> [Выбранный фрагмент]:
════════════════════

Стих 19. А не держа Главы, из неяже все тело, составы и соузы подаемо и снелыемо, растит возращение Божие.

К Ангелам пошли, а от Господа Спасителя отклонились, между тем как тело Церкви как составляется Господом, так стоит и живет Им, то есть всяк спасающийся только в Господе спасается. Отсюда очевидно, что те мудрецы и сами гибнут, и вас поведут в пагубу. «Как только ты отделился от Главы, ты погиб» (святой Златоуст).

Под Главою очевидно разумеет Апостол Христа Спасителя, Сына Божия и Бога воплощенна, о Коем еще в 1-й главе сказал, что Он есть Глава телу Церкве (ср.: 1, 18). Держать Главу сию можно верою в Господа, убеждениями в истине, яже о Нем, любовию, преданностию, упованием спасения в Нем, вообще состоя в живом, сознательном и разумном общении с Ним и в Нем едином полагая свое спасение. Уклонившиеся к Ангелам все это потеряли: чрез то отпали от Христа Господа, а далее и от Бога Отца, и стоят вне порядка, жизнь зиждущего,— который Самим Спасителем определен так: Аз во Отце Моем, и вы во Мне, и Аз в вас (Ин. 14, 20).

Из неяже все тело. «Апостол снова Владыку Христа наименовал Главою, а состав Церкви — телом. Да и все сказал в смысле переносном» (блаженный Феодорит). Чтобы понять смысл иносказания, надо хорошо уяснить самое иносказание. Что творится о теле? Что оно растит возращение Божие. Как? Соузы и составы подаемо и снемлемо. Само собою? Нет; все это идет из главы. Трудно понять слова: соузы и составы по даемо и снемлемо; трудно потому уразуметь и то, что они означают. Общая мысль иносказания такая: тело Церкви под действием Главы своей растит в себе возращение Божие, то есть, живя Божескою жизнию, множит, усиливает и укрепляет сию жизнь. Слова: соузы и составы подаемо и снемлемо — указывают на способ, как это делается. Что бы это могло означать? Чтоб это уразуметь, надо определить, что бы слова сии могли означать применительно к нашему телу. Распределим слова так: соузы подаемо, — составы снемлемо: ибо очевидно, что так требуется их соотносить. Составы снемлемо, δια συνδεσμων συμβιβαζομενον,—не гак трудно понять. Συνδεσμοι — связки, коими соединяются разные части тела; а: συμβιβαζειν — значит одно к другому подлаживать, одно с другим слаживать. Будет: разные части тела, подлаженные и слаженные, связаны связками и держатся в сем сложенном виде. Это прямо указывает на систему костей и мускулов, определяющих строй тела. Но слова: соузы подаемо, δια των αφων επιχορηγουμενον, — темноваты. 'Аφη — не одно имеет значение; значит — осязание, прикосновение, действие взятия и связка. Какое взять значение в настоящем месте, зависит от: επιχορηγουμενον. — 'Eπιχορηγειν — имеет одно значение: доставлять, придоставлять, прибавлять к тому, что уже доставлено или дано. 'Eπιχορηγουμενον — будет: будучи снабжаемо. К этому из значений αφη может подходить только действие взятия, прием, коим доставляемое берется. Будет: тело доставляемое ему берет и усвояет — и тем живет и растет. Это указывает на систему питания. Но обе эти системы оставались бы без действия, если б не были возбуждаемы нервами: из головы идут нервы, расходятся по всему телу и, возбуждая органы питания с мускулами, заставляют их действовать по своему назначению и тем поддерживают жизнь тела.

════════════════════

> [Исходные данные]:
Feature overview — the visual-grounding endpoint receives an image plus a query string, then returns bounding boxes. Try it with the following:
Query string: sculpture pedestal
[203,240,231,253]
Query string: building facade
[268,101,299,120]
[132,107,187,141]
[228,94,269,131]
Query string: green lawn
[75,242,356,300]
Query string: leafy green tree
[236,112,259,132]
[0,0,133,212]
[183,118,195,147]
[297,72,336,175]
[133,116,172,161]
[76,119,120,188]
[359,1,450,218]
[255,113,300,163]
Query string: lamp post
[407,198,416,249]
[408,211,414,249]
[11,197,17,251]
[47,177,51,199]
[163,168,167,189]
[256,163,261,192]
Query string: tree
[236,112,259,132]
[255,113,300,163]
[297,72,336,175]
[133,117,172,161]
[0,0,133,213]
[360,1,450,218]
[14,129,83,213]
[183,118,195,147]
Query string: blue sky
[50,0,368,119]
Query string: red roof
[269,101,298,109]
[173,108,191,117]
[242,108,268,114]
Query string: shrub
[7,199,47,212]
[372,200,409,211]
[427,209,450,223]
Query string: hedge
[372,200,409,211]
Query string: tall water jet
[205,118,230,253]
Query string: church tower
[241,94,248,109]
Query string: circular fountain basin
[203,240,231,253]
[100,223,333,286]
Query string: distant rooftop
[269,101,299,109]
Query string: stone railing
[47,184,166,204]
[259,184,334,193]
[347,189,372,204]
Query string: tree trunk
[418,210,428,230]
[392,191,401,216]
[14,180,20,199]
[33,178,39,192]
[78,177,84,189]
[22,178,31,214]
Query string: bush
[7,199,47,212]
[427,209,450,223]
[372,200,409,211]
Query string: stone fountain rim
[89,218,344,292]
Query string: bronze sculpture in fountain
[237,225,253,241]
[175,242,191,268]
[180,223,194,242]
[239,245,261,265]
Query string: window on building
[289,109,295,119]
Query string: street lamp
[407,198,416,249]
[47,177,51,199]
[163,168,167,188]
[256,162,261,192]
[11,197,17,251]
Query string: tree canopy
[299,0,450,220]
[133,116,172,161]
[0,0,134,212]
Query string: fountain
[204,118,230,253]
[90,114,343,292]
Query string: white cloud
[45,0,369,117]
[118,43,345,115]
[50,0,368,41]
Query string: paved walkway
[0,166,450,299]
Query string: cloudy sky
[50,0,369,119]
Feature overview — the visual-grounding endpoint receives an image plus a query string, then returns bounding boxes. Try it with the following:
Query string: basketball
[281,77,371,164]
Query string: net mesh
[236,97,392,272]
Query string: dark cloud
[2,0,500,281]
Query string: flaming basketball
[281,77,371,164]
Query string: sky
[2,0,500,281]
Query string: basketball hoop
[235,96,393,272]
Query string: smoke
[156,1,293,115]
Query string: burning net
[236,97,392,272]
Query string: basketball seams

════════════════════

> [Что требуется]:
• a. В записях возьмите строки, начиная со строки с «Query string: church tower» и заканчивая строкой с «[289,109,295,119]». Замените в них «fountain» на «pool» и выведите эти строки заново, ничего больше не меняя.
• b. Продолжите фрагмент о Главе и теле Церкви с того места, где он обрывается.
Фрагмент и записи друг с другом не связаны.

> [Ответы по заданиям]:
• a.
Query string: church tower
[241,94,248,109]
Query string: circular pool basin
[203,240,231,253]
[100,223,333,286]
Query string: distant rooftop
[269,101,299,109]
Query string: stone railing
[47,184,166,204]
[259,184,334,193]
[347,189,372,204]
Query string: tree trunk
[418,210,428,230]
[392,191,401,216]
[14,180,20,199]
[33,178,39,192]
[78,177,84,189]
[22,178,31,214]
Query string: bush
[7,199,47,212]
[427,209,450,223]
[372,200,409,211]
Query string: stone pool rim
[89,218,344,292]
Query string: bronze sculpture in pool
[237,225,253,241]
[175,242,191,268]
[180,223,194,242]
[239,245,261,265]
Query string: window on building
[289,109,295,119]

• b.
Признав такое толкование довлеющим, не затруднимся уже в иносказательном его понимании. Системе костей с мускулами, определяющими строй тела в Церкви Божией, отвечает видимый строй ее: под Апостолами и Пророками, пастырями и учителями Церкви стоят все христиане, каждый с особым дарованием на пользу Церкви; все связаны взаимоподчинением, любовию и радением об общем благе духовном. «Что в теле сочленения, то в составе Церкви Апостолы, Пророки и учители»,— говорит блаженный Феодорит. Системе питания в Церкви соответствуют все способы, коими сообщаются верующим ведение богооткровенных истин и излияние Божественной благодати, преимущественно проповедь слова Божия и Божественные таинства. Ими доставляется то, чем единственно может питаться Церковь и расти возрастанием Божиим, именно: благодать и истина. Нервы же, из главы исходящие и все тело проникающие и возбуждающие, есть Сам Христос Господь, Который и состав тела Церкви держит, и живительною проникает ее силою. Блаженный Феодорит пишет: «как в теле головной мозг есть корень нервов, а посредством нервов тело получает ощущение; так тело Церкви от Владыки Христа приемлет и источники учения, и орудия спасения».

Все иносказание можно так переложить: те мудрецы не держат Главы, то есть Христа Господа, из Которого все тело Церкви, будучи снабжаемо и приемля питательные стихии духовные,— благодать и истину, и будучи содержимо во составе своем тесно сочетанным духом мира и любви, растет жизнию Божественною, все большее и большее число членов приобретая и всех возводя к высшему совершенству в жизни по Богу.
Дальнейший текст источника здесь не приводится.